**WHAT IS BEING ASKED**
Convert the lines below into a numbered list, omitting any blank lines.

**STORED DATA**
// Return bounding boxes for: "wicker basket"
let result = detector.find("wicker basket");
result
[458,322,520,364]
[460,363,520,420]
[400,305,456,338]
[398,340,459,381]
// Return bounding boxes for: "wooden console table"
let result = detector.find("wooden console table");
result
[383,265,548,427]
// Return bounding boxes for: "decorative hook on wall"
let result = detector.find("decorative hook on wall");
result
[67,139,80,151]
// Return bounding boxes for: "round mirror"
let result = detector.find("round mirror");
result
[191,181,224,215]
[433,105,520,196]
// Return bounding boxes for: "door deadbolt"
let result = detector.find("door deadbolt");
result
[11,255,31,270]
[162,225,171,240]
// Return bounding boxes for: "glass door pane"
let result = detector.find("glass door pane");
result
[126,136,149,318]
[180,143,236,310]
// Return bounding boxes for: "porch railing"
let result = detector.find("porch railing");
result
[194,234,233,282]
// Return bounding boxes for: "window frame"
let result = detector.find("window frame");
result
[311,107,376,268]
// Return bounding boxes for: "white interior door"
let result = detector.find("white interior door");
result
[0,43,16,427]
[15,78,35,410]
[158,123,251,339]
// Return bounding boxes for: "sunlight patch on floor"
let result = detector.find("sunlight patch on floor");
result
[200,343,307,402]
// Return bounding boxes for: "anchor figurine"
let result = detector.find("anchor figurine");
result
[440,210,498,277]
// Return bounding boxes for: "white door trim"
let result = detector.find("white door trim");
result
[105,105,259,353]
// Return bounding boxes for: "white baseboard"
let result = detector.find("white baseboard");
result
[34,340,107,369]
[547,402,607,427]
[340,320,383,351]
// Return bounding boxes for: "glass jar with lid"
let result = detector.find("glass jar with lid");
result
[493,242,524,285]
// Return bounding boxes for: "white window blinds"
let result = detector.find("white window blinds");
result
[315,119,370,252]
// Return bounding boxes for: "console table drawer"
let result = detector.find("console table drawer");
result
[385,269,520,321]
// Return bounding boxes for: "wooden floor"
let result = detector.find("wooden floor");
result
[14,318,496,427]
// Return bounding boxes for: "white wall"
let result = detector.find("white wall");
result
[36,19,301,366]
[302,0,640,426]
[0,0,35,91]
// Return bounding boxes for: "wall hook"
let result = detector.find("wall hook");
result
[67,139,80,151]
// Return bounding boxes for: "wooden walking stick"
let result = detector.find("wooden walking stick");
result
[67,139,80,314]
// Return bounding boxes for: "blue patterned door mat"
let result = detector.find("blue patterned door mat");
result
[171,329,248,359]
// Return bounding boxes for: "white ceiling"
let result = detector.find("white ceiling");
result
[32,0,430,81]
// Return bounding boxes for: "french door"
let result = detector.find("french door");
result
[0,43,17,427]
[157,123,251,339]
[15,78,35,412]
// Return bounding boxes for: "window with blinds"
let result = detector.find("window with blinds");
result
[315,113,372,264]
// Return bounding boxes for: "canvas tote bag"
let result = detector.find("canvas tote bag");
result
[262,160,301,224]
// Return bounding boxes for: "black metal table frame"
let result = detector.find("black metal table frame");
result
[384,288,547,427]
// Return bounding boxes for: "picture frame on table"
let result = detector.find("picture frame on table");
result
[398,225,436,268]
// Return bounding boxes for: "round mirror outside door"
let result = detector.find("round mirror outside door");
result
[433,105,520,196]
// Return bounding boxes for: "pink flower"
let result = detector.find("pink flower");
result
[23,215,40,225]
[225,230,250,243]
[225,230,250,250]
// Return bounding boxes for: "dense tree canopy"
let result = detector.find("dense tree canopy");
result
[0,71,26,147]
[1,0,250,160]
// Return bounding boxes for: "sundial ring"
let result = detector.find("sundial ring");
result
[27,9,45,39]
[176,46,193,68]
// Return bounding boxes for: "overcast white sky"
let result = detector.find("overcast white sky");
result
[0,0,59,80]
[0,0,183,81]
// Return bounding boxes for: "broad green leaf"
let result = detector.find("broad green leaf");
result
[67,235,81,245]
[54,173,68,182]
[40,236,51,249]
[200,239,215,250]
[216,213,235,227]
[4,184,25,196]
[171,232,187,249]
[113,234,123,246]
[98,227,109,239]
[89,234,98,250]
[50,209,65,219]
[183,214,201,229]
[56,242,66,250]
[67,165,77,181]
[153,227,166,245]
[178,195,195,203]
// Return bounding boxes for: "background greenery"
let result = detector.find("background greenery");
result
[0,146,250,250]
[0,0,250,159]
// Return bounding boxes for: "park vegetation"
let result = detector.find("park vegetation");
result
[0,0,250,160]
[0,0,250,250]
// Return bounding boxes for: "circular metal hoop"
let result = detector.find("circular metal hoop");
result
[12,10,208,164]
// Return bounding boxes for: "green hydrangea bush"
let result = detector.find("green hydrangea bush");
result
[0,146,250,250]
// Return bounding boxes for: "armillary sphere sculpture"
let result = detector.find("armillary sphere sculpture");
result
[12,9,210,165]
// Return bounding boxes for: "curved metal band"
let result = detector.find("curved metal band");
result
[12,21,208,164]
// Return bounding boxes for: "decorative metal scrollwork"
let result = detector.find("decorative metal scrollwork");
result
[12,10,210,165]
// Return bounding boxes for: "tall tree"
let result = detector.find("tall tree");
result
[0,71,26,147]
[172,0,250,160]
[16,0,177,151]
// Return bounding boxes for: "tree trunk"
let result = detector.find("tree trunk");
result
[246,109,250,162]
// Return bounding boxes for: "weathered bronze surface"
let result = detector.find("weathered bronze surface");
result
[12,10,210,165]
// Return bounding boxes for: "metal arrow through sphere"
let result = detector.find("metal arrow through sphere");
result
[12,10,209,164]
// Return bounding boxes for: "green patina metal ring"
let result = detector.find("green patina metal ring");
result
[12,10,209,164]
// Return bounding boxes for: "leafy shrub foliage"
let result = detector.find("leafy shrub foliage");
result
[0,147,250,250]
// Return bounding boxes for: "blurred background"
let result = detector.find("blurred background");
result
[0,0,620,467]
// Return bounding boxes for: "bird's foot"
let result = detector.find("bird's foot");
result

**FINAL RESULT**
1. // Return bounding boxes for: "wicker basket"
2. let result = detector.find("wicker basket");
3. result
4. [458,322,520,364]
5. [460,363,520,420]
6. [400,305,456,338]
7. [398,340,459,381]
8. // Return bounding boxes for: "wooden console table"
9. let result = detector.find("wooden console table");
10. result
11. [383,265,548,427]
12. // Return bounding boxes for: "decorative hook on wall"
13. let result = detector.find("decorative hook on wall");
14. result
15. [67,139,80,151]
16. // Return bounding boxes for: "round mirror"
17. let result = detector.find("round mirror");
18. result
19. [191,181,224,215]
20. [433,105,520,196]
21. // Return bounding boxes for: "door deadbolt"
22. let result = detector.find("door deadbolt");
23. result
24. [11,255,31,270]
25. [162,225,171,240]
26. // Return bounding boxes for: "glass door pane"
27. let result = detector.find("glass door pane");
28. result
29. [126,136,149,318]
30. [180,143,236,310]
31. // Return bounding boxes for: "porch railing"
32. let result = detector.find("porch railing");
33. result
34. [194,234,233,282]
35. // Return bounding boxes for: "window frame"
36. let result = detector.find("window frame");
37. result
38. [311,107,376,268]
39. // Return bounding boxes for: "white interior door"
40. let result = detector.find("white interior door");
41. result
42. [0,43,16,427]
43. [15,78,35,410]
44. [158,123,251,339]
45. // Return bounding boxes for: "sunlight patch on floor"
46. let result = detector.find("sunlight patch on floor");
47. result
48. [200,343,307,402]
49. // Return bounding boxes for: "anchor figurine"
50. let result = detector.find("anchor figurine");
51. result
52. [440,210,498,277]
53. // Return bounding boxes for: "white door trim"
54. let result = detector.find("white door trim");
55. result
56. [105,105,259,353]
57. // Return bounding boxes for: "white baseboard"
58. let result = detector.find("white baseboard");
59. result
60. [34,340,107,369]
61. [547,402,607,427]
62. [340,320,383,351]
63. // Return bounding boxes for: "glass jar with lid"
64. let result = detector.find("glass jar with lid");
65. result
66. [493,242,524,285]
67. // Return bounding boxes for: "white window blinds"
68. let result = detector.find("white window blinds");
69. result
70. [315,119,370,252]
71. // Return bounding boxes for: "console table drawer"
72. let result = detector.find("console table drawer");
73. result
74. [385,269,520,321]
75. // Return bounding boxes for: "wooden floor"
76. let result = detector.find("wooden floor");
77. result
78. [14,318,496,427]
79. // Return bounding boxes for: "white wall"
80. let result = detector.find("white wall");
81. result
82. [36,19,301,366]
83. [302,0,640,426]
84. [0,0,35,91]
85. // Return bounding boxes for: "wall hook"
86. let result = detector.find("wall hook");
87. result
88. [67,139,80,151]
89. // Return bounding boxes for: "wooden walking stick"
90. let result = detector.find("wooden walking stick");
91. result
92. [67,139,80,314]
93. // Return bounding boxes for: "blue patterned door mat"
94. let result = detector.find("blue patterned door mat");
95. result
96. [171,329,248,359]
97. // Return bounding boxes for: "white ceiling"
98. let result = detector.find("white ceiling");
99. result
100. [32,0,430,81]
101. // Return bounding boxes for: "french door"
102. let result = detector.find("french door");
103. result
104. [0,43,17,427]
105. [157,123,251,339]
106. [15,78,35,412]
107. // Return bounding boxes for: "window with blinds"
108. let result = detector.find("window with blinds");
109. result
110. [315,113,372,264]
111. // Return bounding boxes for: "canvas tote bag"
112. let result = detector.find("canvas tote bag");
113. result
114. [262,160,301,224]
115. // Return bounding boxes for: "black metal table frame"
116. let result = detector.find("black metal table frame");
117. result
118. [384,288,547,427]
119. // Return bounding boxes for: "picture frame on table"
120. let result = detector.find("picture frame on table");
121. result
122. [398,225,436,268]
123. // Return bounding boxes for: "round mirror outside door"
124. let result = detector.find("round mirror outside door");
125. result
126. [433,105,520,196]
127. // Return bounding boxes for: "pink flower"
128. let result = detector.find("pink flower");
129. result
130. [23,215,40,225]
131. [225,230,250,243]
132. [225,230,250,250]
133. // Return bounding boxes for: "dense tree canopy"
134. let result = detector.find("dense tree canopy");
135. result
136. [0,71,26,147]
137. [1,0,250,160]
138. // Return bounding boxes for: "sundial ring"
139. let result = detector.find("sundial ring");
140. result
141. [27,9,45,39]
142. [176,46,193,68]
143. // Return bounding boxes for: "overcast white sky"
144. let result = detector.find("overcast white sky");
145. result
146. [0,0,59,80]
147. [0,0,183,81]
148. // Return bounding boxes for: "broad green leaf"
149. let result = detector.find("broad green leaf");
150. result
151. [67,235,81,245]
152. [54,173,68,182]
153. [40,236,51,249]
154. [200,239,215,250]
155. [216,213,235,227]
156. [4,184,25,196]
157. [171,232,187,249]
158. [113,234,123,246]
159. [98,227,109,239]
160. [89,234,98,250]
161. [50,209,65,219]
162. [183,214,201,229]
163. [56,242,66,250]
164. [67,165,77,181]
165. [153,227,166,245]
166. [178,195,195,203]
167. // Return bounding boxes for: "background greenery"
168. let result = detector.find("background greenery");
169. result
170. [0,146,250,250]
171. [0,0,250,159]
172. // Return bounding boxes for: "park vegetation"
173. let result = detector.find("park vegetation");
174. result
175. [0,0,250,160]
176. [0,0,250,250]
177. // Return bounding boxes for: "circular metal hoop"
178. let result = detector.find("circular metal hoop");
179. result
180. [12,10,208,164]
181. // Return bounding boxes for: "green hydrangea bush"
182. let result = detector.find("green hydrangea bush");
183. result
184. [0,146,250,250]
185. // Return bounding boxes for: "armillary sphere sculpture"
186. let result = detector.find("armillary sphere sculpture");
187. result
188. [12,9,210,165]
189. // Return bounding boxes for: "curved metal band"
190. let result = detector.find("curved metal band");
191. result
192. [12,21,208,164]
193. // Return bounding boxes for: "decorative metal scrollwork"
194. let result = detector.find("decorative metal scrollwork");
195. result
196. [12,10,210,165]
197. // Return bounding boxes for: "tall tree"
198. let result = detector.find("tall tree");
199. result
200. [0,71,26,147]
201. [172,0,250,160]
202. [16,0,177,151]
203. // Return bounding boxes for: "tree trunk"
204. let result = detector.find("tree trunk");
205. result
206. [246,109,250,162]
207. // Return bounding boxes for: "weathered bronze surface"
208. let result = detector.find("weathered bronze surface");
209. result
210. [12,10,210,165]
211. // Return bounding boxes for: "metal arrow through sphere"
212. let result = detector.find("metal arrow through sphere");
213. result
214. [12,10,209,164]
215. // Return bounding boxes for: "green patina metal ring"
216. let result = detector.find("green patina metal ring");
217. result
218. [12,10,209,164]
219. // Return bounding boxes for: "leafy shrub foliage"
220. let result = detector.find("leafy shrub foliage");
221. result
222. [0,147,250,250]
223. // Return bounding boxes for: "blurred background"
224. let result = detector.find("blurred background");
225. result
226. [0,0,620,467]
227. // Return bounding boxes for: "bird's foot"
228. let result = detector.find("bird's foot");
229. result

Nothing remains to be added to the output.